Coordinate annotation entries
▽

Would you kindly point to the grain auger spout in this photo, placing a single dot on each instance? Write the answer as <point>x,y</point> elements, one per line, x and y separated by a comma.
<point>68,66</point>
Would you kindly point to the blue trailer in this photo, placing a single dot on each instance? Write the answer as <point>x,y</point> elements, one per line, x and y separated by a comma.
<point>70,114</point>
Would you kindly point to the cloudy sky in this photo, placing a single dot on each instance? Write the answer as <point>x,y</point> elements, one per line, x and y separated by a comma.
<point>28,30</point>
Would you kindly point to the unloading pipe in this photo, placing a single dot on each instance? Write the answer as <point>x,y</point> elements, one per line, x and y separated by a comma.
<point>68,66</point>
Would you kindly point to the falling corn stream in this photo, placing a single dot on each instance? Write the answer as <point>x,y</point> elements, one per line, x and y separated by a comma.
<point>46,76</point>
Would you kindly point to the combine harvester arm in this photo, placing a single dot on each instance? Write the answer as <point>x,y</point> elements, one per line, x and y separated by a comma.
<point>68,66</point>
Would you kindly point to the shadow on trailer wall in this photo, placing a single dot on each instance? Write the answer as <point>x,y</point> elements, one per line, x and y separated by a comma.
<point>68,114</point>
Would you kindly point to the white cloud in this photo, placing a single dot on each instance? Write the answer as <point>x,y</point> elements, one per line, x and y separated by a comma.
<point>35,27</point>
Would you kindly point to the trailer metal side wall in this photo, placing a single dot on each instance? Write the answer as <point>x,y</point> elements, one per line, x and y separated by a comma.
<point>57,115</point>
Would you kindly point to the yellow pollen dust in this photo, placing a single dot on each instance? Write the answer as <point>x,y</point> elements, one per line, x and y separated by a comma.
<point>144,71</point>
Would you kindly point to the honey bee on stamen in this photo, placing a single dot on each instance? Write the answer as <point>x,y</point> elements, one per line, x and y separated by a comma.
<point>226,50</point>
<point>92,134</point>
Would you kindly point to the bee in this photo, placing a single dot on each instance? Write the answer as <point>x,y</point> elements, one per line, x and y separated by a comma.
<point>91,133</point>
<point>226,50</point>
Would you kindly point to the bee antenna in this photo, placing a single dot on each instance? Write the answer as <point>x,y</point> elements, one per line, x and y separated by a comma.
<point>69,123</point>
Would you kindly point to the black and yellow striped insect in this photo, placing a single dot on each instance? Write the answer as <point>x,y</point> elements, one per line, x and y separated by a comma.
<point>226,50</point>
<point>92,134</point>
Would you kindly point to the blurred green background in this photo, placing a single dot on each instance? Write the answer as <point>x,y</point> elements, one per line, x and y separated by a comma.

△

• **AIM**
Repeat the lines above exactly.

• **SOLUTION**
Would you kindly point to the grain auger spout in this photo, placing a single dot on each instance? Write the answer as <point>x,y</point> elements, one per line, x and y separated by a comma.
<point>68,66</point>
Would you kindly point to the blue trailer in this photo, placing a single dot on each instance? Write the answer as <point>x,y</point> elements, one per line, x and y separated by a comma.
<point>70,114</point>
Would you kindly point to the cloudy sky in this photo, placing a single dot on each instance? Write the answer as <point>x,y</point> elements, one per line, x and y separated by a comma.
<point>28,30</point>
Would you kindly point to the unloading pipe in this photo, placing a single dot on each instance? Write the answer as <point>x,y</point> elements, one per line, x and y separated by a comma.
<point>68,66</point>
Would you kindly point to the falling corn stream in this photo, placing a single dot on each instance? Write the answer as <point>x,y</point> elements, one per line, x and y separated by a comma.
<point>46,76</point>
Would you kindly point to the combine harvester arm in this photo, placing a single dot on each instance? Write the answer as <point>x,y</point> elements, one per line, x and y separated by a comma.
<point>68,66</point>
Would you kindly point to the shadow on trailer wall in this photo, placing a single dot on each instance? Write the answer as <point>x,y</point> elements, one per line, x and y separated by a comma.
<point>68,114</point>
Would you kindly point to the white cloud in this photo, placing a single dot on each instance? Write the answer as <point>x,y</point> elements, one per line, x and y separated by a comma.
<point>35,27</point>
Would you kindly point to the trailer metal side wall in this photo, placing a single dot on each instance? Write the answer as <point>x,y</point> elements, one per line, x and y separated by a comma.
<point>57,115</point>
Would you kindly point to the yellow pollen dust in this photo, placing a single dot on each instance? Write the answer as <point>x,y</point> elements, one per line, x and y separated by a comma.
<point>144,71</point>
Would you kindly point to the honey bee on stamen in this photo, placing a single dot on each instance? Write the answer as <point>x,y</point> elements, one per line, x and y separated by a comma.
<point>226,50</point>
<point>92,134</point>
Would you kindly point to the bee in this photo, placing a single dot on each instance? Write the answer as <point>x,y</point> elements, one per line, x and y separated by a comma.
<point>91,133</point>
<point>226,50</point>
Would you kindly point to the bee antenna in this photo, placing a single dot on each instance? Write the answer as <point>x,y</point> elements, one per line, x and y separated by a comma.
<point>69,123</point>
Would you kindly point to the black and yellow striped insect in this photo, placing a single dot on each instance? Write the answer as <point>x,y</point> elements, one per line, x and y separated by a comma.
<point>226,50</point>
<point>92,134</point>
Would you kindly point to the blurred green background in this photo, placing a single dot on each instance? Write the answer as <point>x,y</point> elements, one per line, x and y separated by a comma.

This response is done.